> [Input records]
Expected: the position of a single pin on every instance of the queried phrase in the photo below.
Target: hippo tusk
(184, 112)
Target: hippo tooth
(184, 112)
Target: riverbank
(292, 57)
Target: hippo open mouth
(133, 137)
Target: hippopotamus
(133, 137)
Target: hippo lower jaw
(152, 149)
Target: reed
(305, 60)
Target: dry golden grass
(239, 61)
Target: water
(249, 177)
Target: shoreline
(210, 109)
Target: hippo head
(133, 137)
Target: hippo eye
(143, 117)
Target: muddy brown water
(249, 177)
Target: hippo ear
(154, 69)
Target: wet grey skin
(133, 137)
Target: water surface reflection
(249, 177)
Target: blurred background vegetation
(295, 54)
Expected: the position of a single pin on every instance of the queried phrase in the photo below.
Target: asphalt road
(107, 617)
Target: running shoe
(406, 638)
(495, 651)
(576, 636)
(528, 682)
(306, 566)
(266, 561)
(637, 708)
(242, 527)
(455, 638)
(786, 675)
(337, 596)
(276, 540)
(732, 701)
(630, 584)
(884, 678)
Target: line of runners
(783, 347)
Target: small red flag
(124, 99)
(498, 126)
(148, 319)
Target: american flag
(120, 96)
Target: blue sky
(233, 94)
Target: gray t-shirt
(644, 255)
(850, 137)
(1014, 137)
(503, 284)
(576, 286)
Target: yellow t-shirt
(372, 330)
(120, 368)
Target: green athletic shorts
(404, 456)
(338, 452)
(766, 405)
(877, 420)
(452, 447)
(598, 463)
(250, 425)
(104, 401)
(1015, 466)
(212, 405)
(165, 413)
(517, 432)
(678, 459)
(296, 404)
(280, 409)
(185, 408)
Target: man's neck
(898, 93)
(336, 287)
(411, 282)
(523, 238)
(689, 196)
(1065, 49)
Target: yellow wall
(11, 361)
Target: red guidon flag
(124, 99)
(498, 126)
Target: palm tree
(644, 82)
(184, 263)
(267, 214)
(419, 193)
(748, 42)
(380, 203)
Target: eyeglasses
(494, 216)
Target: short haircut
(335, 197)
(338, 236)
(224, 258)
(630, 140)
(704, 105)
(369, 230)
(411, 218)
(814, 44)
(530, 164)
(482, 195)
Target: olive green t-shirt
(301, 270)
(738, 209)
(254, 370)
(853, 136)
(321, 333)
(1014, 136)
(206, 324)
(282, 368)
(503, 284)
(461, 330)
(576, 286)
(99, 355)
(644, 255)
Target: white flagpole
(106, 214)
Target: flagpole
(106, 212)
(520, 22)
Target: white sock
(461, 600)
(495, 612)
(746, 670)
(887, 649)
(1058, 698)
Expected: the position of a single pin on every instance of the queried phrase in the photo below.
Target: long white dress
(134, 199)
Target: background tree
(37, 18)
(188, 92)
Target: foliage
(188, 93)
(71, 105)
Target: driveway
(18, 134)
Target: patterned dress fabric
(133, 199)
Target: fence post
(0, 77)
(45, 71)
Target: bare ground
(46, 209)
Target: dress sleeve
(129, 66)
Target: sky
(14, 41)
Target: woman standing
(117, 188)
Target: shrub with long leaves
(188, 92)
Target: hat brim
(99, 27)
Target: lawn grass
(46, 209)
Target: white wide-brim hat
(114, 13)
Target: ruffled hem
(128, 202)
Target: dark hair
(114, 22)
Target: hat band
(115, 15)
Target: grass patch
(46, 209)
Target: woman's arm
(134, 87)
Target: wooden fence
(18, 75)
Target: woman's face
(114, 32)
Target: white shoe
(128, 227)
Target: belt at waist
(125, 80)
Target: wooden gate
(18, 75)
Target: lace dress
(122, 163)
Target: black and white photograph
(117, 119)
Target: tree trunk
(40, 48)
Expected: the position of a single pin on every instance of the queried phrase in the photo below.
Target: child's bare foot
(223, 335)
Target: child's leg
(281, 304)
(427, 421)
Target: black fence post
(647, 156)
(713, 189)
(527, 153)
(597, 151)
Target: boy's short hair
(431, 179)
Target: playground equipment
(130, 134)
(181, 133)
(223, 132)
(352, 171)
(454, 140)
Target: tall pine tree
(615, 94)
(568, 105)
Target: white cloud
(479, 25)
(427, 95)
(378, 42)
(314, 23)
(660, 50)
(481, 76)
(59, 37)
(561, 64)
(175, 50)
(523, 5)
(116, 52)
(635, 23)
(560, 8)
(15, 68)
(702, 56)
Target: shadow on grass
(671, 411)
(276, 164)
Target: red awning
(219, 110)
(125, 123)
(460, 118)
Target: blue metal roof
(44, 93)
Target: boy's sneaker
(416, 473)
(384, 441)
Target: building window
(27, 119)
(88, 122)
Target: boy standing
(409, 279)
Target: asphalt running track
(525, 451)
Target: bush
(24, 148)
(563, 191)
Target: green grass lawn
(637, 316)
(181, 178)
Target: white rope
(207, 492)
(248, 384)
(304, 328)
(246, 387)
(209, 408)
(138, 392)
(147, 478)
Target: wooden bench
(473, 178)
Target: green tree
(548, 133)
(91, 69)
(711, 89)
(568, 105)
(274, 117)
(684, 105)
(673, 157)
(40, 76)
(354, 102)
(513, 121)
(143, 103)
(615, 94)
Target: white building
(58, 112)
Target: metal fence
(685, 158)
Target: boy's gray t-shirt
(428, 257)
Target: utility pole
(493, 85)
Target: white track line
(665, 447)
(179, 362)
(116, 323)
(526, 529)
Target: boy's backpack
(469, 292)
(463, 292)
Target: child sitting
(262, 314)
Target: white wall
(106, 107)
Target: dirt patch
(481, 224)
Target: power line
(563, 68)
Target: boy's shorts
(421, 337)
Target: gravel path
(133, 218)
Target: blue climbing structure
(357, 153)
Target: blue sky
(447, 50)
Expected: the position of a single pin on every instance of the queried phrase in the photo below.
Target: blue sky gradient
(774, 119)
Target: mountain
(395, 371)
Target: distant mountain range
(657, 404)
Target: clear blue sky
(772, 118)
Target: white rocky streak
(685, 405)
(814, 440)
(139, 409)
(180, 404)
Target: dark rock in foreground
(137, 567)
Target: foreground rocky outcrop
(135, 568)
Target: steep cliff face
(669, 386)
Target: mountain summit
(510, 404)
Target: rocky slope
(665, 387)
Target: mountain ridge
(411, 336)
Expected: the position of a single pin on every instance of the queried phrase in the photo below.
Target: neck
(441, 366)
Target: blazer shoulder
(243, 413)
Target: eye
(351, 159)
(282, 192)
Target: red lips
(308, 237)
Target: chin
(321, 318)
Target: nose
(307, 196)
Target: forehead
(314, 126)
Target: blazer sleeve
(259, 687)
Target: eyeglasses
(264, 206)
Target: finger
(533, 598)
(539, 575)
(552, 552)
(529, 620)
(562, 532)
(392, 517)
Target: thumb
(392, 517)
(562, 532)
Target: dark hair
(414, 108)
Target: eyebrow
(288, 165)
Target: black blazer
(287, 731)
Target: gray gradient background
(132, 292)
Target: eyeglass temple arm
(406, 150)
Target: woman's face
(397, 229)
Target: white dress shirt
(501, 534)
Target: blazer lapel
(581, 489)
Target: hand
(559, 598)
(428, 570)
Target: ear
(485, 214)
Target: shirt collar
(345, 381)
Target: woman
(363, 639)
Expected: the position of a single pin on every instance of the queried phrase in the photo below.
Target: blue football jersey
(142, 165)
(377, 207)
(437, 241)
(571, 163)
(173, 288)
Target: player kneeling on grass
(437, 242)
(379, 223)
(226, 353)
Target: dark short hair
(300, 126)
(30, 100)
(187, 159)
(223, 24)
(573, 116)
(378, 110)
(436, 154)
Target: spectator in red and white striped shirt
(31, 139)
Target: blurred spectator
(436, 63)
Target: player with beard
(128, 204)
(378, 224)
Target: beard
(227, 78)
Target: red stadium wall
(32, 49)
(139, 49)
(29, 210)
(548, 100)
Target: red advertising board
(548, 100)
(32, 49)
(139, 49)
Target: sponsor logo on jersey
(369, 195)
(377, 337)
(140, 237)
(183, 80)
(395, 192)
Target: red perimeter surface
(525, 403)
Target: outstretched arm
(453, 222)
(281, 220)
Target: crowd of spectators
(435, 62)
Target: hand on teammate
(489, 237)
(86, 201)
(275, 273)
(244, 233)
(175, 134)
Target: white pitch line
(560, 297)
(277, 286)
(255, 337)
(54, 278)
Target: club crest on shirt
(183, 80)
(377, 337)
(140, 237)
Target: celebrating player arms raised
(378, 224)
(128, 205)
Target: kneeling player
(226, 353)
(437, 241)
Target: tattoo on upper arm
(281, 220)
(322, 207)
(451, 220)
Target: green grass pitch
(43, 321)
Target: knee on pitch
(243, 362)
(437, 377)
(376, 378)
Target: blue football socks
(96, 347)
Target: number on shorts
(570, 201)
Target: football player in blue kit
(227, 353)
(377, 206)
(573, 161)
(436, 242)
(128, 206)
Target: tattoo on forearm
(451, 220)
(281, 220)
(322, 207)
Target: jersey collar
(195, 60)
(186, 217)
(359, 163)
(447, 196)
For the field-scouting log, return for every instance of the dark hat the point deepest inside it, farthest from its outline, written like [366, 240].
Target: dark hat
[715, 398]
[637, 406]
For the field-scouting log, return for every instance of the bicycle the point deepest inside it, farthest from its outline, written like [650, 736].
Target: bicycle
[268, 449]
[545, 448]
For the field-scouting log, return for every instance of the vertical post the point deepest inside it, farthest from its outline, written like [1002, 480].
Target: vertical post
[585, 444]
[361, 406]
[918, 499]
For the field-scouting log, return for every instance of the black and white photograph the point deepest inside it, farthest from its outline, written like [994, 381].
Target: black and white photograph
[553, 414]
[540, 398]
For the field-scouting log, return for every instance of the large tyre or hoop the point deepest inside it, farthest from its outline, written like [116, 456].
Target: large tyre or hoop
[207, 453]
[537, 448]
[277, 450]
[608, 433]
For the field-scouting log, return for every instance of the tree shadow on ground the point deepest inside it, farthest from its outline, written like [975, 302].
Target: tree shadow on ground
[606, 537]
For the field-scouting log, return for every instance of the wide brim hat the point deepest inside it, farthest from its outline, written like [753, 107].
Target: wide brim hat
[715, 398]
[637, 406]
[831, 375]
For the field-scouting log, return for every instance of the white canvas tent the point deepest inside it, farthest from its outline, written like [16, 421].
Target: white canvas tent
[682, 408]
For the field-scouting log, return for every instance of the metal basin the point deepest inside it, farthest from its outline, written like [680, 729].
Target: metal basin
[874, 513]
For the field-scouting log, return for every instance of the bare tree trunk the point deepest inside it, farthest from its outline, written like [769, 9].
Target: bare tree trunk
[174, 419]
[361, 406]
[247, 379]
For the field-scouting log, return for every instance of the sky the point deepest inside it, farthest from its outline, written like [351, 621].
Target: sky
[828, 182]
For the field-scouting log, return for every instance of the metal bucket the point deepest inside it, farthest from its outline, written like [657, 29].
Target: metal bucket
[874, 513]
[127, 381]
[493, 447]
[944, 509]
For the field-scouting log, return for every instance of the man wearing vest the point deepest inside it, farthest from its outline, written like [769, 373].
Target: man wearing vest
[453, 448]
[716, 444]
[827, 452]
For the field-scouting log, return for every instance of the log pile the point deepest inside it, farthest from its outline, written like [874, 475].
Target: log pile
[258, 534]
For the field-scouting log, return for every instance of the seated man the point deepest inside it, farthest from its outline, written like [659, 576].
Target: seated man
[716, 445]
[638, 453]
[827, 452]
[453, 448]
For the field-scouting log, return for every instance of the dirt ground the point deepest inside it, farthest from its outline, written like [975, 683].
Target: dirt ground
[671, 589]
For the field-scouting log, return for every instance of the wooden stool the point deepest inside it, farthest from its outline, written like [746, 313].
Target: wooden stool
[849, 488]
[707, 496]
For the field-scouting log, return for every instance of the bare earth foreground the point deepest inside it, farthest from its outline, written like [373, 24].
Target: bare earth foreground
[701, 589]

> [What to produce]
Please reproduce the line containing "Target: bare tree trunk" and each line after it to the end of the listing, exactly, with nothing added or left out.

> [Completed exercise]
Target: bare tree trunk
[174, 419]
[361, 406]
[247, 379]
For the field-scouting log, return for every instance of the sky the point deepest inside it, farthest from its outline, written like [351, 621].
Target: sky
[828, 182]
For the field-scouting log, return for every instance of the metal bucket the point deepest inside it, farthest from its outline, written like [657, 29].
Target: metal bucket
[874, 513]
[127, 381]
[493, 447]
[944, 509]
For the field-scouting log, return for every instance of the man wearing vest the point deepest inside it, farthest from its outline, written like [769, 373].
Target: man wearing vest
[453, 448]
[716, 444]
[827, 452]
For the field-scouting log, return for every instance of the log pile the point deepest inside it, farthest from its outline, written like [874, 475].
Target: log pile
[258, 534]
For the field-scouting log, return for every instance of the seated man the point deepest inside it, farthest from its outline, written like [659, 576].
Target: seated man
[716, 445]
[638, 453]
[827, 452]
[453, 448]
For the field-scouting log, return for every instance of the dirt ground the point deepest inside it, farthest from its outline, written like [975, 683].
Target: dirt ground
[671, 589]
For the field-scouting log, return for every instance of the wooden stool the point deepest inside it, farthest from its outline, written like [746, 313].
Target: wooden stool
[849, 488]
[707, 496]
For the field-scouting log, return for every instance of the bare earth foreground the point deepest inside it, farthest from its outline, written like [373, 24].
Target: bare earth foreground
[701, 589]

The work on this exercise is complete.